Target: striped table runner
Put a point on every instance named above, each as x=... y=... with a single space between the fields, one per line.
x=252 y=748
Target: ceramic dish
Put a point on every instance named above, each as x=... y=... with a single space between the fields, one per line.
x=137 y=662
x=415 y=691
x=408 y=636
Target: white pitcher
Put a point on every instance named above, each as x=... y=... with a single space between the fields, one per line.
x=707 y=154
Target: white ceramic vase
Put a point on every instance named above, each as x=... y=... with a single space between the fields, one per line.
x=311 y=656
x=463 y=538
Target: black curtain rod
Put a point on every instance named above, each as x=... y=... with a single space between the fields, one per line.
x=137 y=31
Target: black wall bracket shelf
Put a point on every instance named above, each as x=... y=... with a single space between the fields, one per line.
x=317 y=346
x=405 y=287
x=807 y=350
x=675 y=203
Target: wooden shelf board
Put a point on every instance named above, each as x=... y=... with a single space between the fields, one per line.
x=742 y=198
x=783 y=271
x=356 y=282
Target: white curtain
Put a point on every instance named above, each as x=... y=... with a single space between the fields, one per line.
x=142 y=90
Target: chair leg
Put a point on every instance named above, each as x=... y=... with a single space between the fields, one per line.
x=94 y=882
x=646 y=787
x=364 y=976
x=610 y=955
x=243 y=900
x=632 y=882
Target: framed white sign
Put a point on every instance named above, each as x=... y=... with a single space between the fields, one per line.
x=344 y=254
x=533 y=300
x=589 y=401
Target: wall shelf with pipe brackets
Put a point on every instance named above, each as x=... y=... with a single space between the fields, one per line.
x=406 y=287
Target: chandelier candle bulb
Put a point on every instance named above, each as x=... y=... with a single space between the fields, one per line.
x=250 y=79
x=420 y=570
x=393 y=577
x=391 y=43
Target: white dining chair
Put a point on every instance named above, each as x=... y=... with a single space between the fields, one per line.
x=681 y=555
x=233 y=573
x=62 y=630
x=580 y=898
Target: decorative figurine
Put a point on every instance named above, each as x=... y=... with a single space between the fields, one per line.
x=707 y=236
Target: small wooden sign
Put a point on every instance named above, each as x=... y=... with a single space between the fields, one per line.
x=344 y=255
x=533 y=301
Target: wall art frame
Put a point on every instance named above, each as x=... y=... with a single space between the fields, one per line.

==*==

| Exercise description |
Reproduce verbatim the lines between the line containing "Target: wooden shelf board" and the line containing "x=580 y=898", inclusive, and nothing else.

| Final result |
Target: wooden shelf board
Put a point on every instance named above, each as x=... y=... with a single space between the fields, one per line.
x=742 y=198
x=783 y=271
x=356 y=282
Target: white curtain
Put a point on every instance named above, each as x=... y=... with a single space between the fields, one per line.
x=142 y=90
Target: chair leg
Put a point on every instance named above, each as x=... y=... with a single space between the fields, one per line.
x=94 y=882
x=646 y=787
x=364 y=976
x=610 y=955
x=243 y=900
x=632 y=882
Target: framed white sign
Put a point on every instance named above, each as x=... y=... with a single space between the fields, one per line.
x=344 y=254
x=533 y=300
x=589 y=401
Target: wall shelf with pipe brackets
Put a point on every instance named above, each as x=... y=... with a single space between the fields, one per line.
x=406 y=287
Target: chandelier candle bulb
Put a point on every instance named above, each as x=... y=... with a single space between the fields, one per line.
x=250 y=79
x=420 y=570
x=393 y=577
x=391 y=43
Target: white dining chair
Put a point on every instance named above, each as x=... y=... with a single space between the fields, one per line.
x=681 y=555
x=233 y=573
x=62 y=630
x=580 y=898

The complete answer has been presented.